AIM: Turn every line of the records below, from the line containing "point: one pixel per instance, each like <point>295,69</point>." down to the line containing "<point>444,119</point>", both included, into a numbered list with no blank lines.

────────

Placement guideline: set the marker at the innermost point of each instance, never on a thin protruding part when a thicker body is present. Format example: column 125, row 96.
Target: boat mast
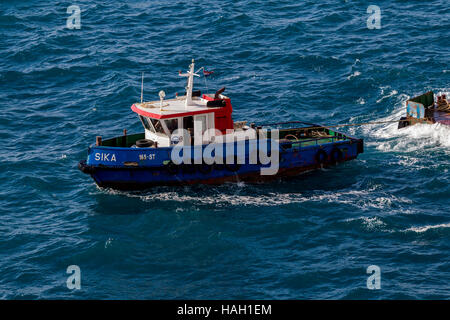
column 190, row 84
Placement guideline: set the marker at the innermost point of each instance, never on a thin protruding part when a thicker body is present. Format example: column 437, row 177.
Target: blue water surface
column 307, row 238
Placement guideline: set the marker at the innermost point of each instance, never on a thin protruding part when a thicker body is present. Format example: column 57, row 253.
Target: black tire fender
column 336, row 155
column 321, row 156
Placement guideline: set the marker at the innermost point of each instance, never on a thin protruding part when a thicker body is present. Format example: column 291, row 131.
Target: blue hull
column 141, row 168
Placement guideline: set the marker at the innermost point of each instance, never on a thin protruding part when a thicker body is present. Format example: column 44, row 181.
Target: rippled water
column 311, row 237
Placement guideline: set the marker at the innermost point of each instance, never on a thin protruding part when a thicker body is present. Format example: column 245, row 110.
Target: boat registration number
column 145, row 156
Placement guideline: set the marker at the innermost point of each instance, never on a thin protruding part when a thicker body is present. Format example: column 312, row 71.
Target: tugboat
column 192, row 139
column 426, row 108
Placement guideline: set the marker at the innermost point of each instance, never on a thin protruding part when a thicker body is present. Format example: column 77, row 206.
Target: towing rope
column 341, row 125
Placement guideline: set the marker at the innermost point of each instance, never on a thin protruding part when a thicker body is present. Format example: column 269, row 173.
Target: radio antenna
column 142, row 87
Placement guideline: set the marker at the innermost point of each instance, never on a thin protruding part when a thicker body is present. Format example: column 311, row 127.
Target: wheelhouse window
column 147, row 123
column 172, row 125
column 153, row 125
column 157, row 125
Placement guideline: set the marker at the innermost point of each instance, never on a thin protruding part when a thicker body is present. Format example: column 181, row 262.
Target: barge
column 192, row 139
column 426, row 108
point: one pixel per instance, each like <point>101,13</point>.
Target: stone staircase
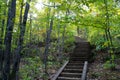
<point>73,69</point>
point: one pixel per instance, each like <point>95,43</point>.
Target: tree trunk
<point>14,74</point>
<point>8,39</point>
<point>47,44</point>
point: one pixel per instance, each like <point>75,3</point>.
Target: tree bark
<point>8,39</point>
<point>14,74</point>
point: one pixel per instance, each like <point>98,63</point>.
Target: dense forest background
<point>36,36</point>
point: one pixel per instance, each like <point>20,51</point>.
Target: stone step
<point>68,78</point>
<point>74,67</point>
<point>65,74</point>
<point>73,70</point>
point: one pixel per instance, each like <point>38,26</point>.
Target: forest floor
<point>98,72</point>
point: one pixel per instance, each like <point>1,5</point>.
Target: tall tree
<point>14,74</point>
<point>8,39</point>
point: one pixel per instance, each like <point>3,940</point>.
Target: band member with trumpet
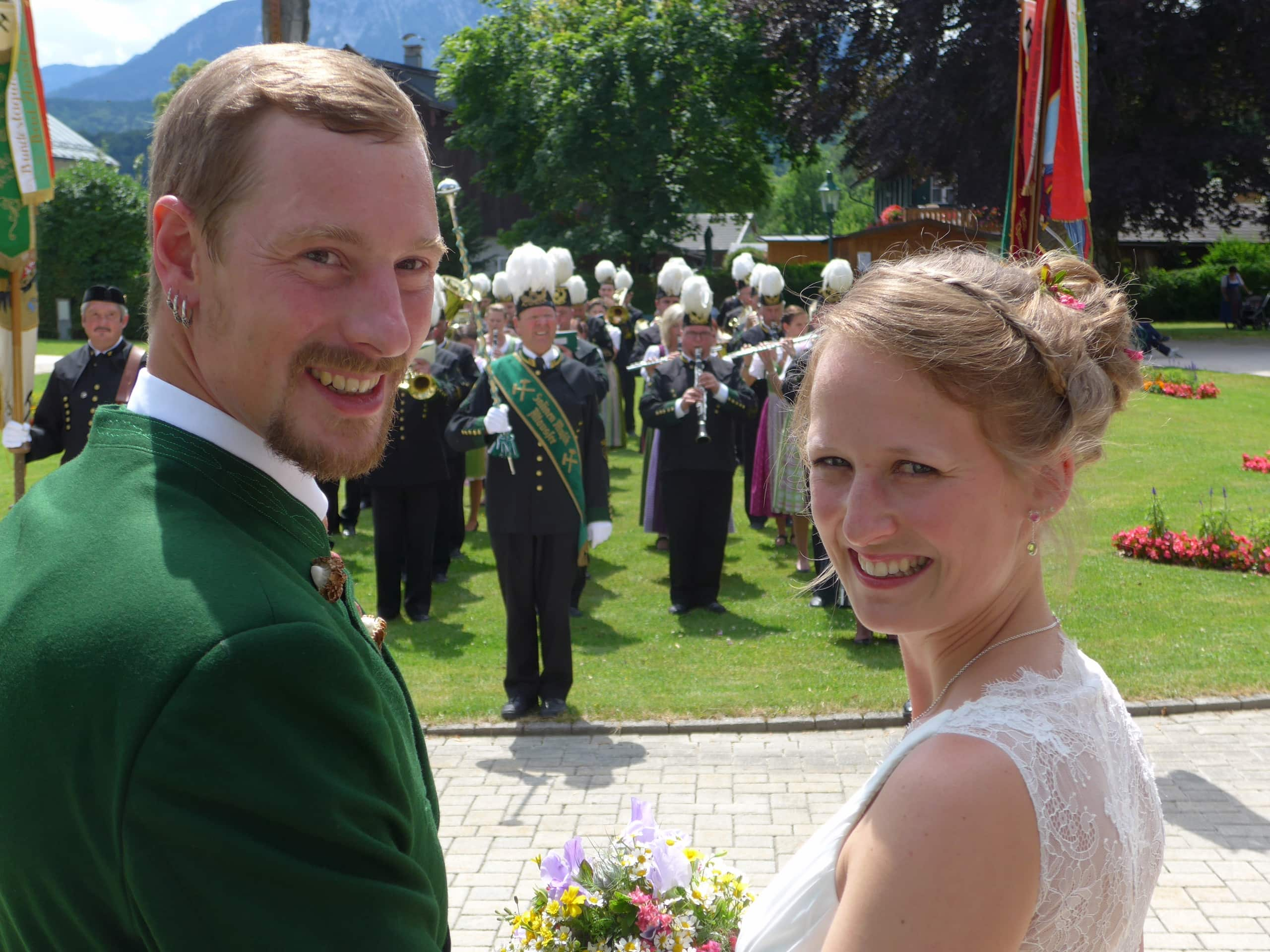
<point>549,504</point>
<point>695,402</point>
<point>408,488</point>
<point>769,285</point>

────────

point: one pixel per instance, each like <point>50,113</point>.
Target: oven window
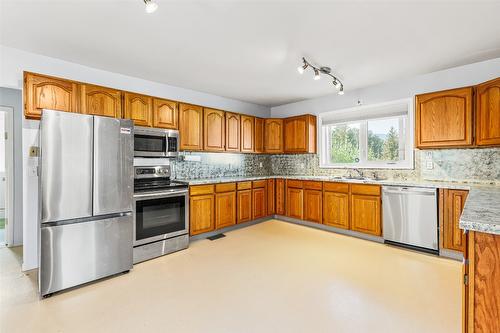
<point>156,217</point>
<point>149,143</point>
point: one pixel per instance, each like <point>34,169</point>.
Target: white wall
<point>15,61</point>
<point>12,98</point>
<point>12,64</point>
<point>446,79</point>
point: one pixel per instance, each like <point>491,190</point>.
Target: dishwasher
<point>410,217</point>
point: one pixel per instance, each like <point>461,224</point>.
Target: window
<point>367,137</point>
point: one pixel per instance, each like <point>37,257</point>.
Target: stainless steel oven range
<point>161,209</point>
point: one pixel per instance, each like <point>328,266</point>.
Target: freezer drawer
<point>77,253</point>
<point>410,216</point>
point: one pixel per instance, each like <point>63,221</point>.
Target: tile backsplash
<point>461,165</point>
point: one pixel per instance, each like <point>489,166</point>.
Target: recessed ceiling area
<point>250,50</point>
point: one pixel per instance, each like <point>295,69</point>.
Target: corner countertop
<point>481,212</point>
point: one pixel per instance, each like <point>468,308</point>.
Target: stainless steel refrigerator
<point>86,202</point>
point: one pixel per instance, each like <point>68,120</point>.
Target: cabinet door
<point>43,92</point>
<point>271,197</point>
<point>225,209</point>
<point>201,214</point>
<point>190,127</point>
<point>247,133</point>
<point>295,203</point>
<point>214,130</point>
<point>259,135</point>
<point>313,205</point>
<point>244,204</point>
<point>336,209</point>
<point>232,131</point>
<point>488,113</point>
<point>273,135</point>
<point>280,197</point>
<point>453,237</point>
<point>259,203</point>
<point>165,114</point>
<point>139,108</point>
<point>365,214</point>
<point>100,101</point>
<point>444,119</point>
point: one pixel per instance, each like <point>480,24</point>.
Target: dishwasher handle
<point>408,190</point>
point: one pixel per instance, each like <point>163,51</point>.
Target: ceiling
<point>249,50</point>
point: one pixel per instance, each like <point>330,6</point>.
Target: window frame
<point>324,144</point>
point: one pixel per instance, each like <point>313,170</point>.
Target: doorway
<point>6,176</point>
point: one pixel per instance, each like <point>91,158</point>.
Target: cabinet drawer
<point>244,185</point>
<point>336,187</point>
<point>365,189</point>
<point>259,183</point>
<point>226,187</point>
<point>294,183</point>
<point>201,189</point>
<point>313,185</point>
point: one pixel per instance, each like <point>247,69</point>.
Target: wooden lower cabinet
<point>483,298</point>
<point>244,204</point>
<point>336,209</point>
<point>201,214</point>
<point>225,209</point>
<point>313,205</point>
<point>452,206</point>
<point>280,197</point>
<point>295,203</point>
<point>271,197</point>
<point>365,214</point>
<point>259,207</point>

────────

ANSWER TO THIS TASK:
1. point: one pixel per instance, each like <point>295,69</point>.
2. Target: corner countertop
3. <point>481,212</point>
4. point: one pixel per instance, each like <point>468,308</point>.
5. Target: stainless steel refrigerator
6. <point>86,202</point>
7. point: one pixel per instance, each like <point>68,120</point>.
8. Target: cabinet door
9. <point>43,92</point>
10. <point>271,197</point>
11. <point>225,209</point>
12. <point>201,214</point>
13. <point>190,127</point>
14. <point>247,133</point>
15. <point>295,203</point>
16. <point>214,130</point>
17. <point>259,135</point>
18. <point>313,205</point>
19. <point>244,204</point>
20. <point>336,209</point>
21. <point>232,131</point>
22. <point>488,113</point>
23. <point>273,135</point>
24. <point>280,197</point>
25. <point>453,237</point>
26. <point>259,203</point>
27. <point>165,114</point>
28. <point>139,108</point>
29. <point>365,214</point>
30. <point>100,101</point>
31. <point>444,119</point>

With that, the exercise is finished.